**COMPLETE THE FOLLOWING:**
#1 Can you rewrite the entries from the line containing "of the black" through the end of the entries as a Markdown table, with the columns Row and Entry line, one line per row and blank lines left out?
#2 Can you extend the post about thoughts that drive the writer crazy, picking up from where it stops?

**PAGE TEXT:**
-- Start --

All my thoughts are hairs on a wild, wild boar, running slowly down a lilac slope. – Devendra Banhart
As I was thinking about a topic for this post, the lyric above, from a Devendra Banhart song, caught my attention. No, I’m not going to be talking about boars, interesting as that might be. Today I’d like to talk about thoughts. How they can be as wild and destructive as that runaway pig. Specifically, let’s look at three thoughts that drive me crazy. Maybe you can identify.
My _______ looks like crap. Fill in the blank with your own insecurities. Hair (big one for me), shoes, outfit, FB page, car, room… the list is endless. My latest failure in this department (a minor failure, though I assure you I have major ones) was nail polish. Hoping to replicate a pretty shade of pale blue I’d seen on a coworker’s nails, I bought a bottle I thought would work. Now You Sea Me turned out to be a bright rendition of the blue-green waters of the Florida Gulf Coast. And on me, it needed a search and rescue. I admit it—I felt miserable all day. Just because my nails looked like crap. Like anyone really cared what my nails looked like. (Want to try Now You Sea Me? I’ll mail a bottle to the first person who comments and asks for it. Hopefully your thoughts about the aquatic nail color will be happy ones.)
There’s no way I can get all this done. I have a full time, real job in the real world of business. Plus I write novels in my spare time. Sleep? I don’t get a lot of it these days. And sometimes when I lie down at night, my thoughts run pell-mell down that lilac slope, churning up clods of the many tasks I’ve left undone. #2 is a choral refrain threading through my day like the Heartbreakers backing up Tom Petty, the Supremes supporting Diana Ross, the Pips… you get the picture. Only this chorus is off key, stressful, counterproductive. And guess what? Usually, despite the dire predictions of my personal Supremes, I do get it all done. What prompts there’s no way I can get all this done in your life? Final exams? Too many projects due at the same time? The holiday rush? (Yep, one of mine.)

-- End --

**RECORDS FOR THIS TASK:**
-- Start --

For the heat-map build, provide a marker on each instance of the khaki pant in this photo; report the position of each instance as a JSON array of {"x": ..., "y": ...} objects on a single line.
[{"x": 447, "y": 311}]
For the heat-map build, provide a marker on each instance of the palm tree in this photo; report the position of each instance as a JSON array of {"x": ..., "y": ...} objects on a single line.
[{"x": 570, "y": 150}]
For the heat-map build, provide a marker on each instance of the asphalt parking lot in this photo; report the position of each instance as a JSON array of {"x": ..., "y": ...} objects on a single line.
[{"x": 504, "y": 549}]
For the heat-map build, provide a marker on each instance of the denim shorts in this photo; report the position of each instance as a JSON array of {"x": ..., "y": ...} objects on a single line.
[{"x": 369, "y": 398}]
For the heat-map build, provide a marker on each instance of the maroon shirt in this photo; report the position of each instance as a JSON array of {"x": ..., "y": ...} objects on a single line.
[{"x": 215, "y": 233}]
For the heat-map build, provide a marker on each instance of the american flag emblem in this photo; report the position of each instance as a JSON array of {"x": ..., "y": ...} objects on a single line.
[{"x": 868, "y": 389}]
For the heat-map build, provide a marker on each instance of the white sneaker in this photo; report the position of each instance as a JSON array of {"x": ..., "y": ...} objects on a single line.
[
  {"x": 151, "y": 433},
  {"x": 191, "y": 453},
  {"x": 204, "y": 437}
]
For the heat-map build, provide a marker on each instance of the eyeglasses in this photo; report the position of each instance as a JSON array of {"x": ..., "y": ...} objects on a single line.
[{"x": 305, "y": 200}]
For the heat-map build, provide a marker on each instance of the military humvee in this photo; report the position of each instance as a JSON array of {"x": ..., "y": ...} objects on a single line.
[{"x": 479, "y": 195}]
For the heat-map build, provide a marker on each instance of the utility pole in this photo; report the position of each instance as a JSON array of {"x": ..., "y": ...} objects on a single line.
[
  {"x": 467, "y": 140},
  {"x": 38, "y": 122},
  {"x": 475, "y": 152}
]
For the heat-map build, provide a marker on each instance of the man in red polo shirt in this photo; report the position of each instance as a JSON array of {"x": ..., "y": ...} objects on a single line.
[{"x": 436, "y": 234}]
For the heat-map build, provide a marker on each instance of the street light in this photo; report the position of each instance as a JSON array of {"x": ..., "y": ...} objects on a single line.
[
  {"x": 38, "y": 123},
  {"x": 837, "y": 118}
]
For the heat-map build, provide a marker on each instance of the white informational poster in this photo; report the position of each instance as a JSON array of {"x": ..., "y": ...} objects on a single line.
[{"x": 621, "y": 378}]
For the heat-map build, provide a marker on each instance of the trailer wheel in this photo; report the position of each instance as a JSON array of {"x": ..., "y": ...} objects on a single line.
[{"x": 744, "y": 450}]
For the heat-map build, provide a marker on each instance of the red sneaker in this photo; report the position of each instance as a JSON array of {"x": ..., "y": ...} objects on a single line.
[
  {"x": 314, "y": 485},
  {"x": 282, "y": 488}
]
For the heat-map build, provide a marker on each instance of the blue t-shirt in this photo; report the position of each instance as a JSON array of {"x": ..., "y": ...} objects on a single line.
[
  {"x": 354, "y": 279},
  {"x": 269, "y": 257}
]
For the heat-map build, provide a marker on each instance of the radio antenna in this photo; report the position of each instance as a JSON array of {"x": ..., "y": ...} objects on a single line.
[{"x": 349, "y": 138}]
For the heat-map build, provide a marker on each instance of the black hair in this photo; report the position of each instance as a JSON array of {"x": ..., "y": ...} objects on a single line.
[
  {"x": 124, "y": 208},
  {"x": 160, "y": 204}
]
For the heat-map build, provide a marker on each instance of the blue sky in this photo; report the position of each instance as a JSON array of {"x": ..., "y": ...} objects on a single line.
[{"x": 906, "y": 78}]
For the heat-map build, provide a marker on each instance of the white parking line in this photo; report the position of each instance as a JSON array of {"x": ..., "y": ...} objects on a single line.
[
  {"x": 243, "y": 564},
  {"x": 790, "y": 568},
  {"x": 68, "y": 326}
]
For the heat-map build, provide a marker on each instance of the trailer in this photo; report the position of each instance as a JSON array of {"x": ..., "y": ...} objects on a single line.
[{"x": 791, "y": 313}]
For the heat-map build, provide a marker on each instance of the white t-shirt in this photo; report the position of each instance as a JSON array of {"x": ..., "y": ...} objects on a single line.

-- End --

**THE ANSWERS:**
#1
| Row | Entry line |
|---|---|
| 1 | For the heat-map build, provide a marker on each instance of the black hair in this photo; report the position of each instance as a JSON array of {"x": ..., "y": ...} objects on a single line. |
| 2 | [ |
| 3 |   {"x": 124, "y": 208}, |
| 4 |   {"x": 160, "y": 204} |
| 5 | ] |
| 6 | For the heat-map build, provide a marker on each instance of the blue sky in this photo; report the position of each instance as a JSON array of {"x": ..., "y": ...} objects on a single line. |
| 7 | [{"x": 906, "y": 78}] |
| 8 | For the heat-map build, provide a marker on each instance of the white parking line in this photo; report the position of each instance as a JSON array of {"x": ..., "y": ...} objects on a single line. |
| 9 | [ |
| 10 |   {"x": 243, "y": 564}, |
| 11 |   {"x": 790, "y": 568}, |
| 12 |   {"x": 68, "y": 326} |
| 13 | ] |
| 14 | For the heat-map build, provide a marker on each instance of the trailer in this photo; report the position of each instance as a JSON array of {"x": ..., "y": ...} objects on a single line. |
| 15 | [{"x": 791, "y": 313}] |
| 16 | For the heat-map build, provide a marker on each instance of the white t-shirt in this photo; report the position of each instance as a JSON array of {"x": ..., "y": ...} objects on a single line. |

#2
I can’t cope with this. Ever had this reaction? I don’t need this right now, I think. Which, translated, means I don’t need it at all. It’s some sort of mess I don’t want to deal with. I just want it to go away. On top of being super busy, my PC, with which I had a lovely 7-year relationship, decided to go into a death spiral that involved a column of dust shooting out of it and hitting the ceiling. (Okay, that to-do list the Supremes croon doesn’t include dusting.) I spent several weeks nursing the dying hunk of metal, grappling resistance all the while. You. Will. Not. Die. And it didn’t. Completely. But I threw in the towel, and I’m now the proud owner of a new MacBook Pro. Good, in the form of a sleek, pomaceous (that’s your $1 word-of-the-day) laptop. Which I love. But it’s led to a new refrain of I can’t cope with this as I try to figure out how to use it. (Now, how do I close this window?)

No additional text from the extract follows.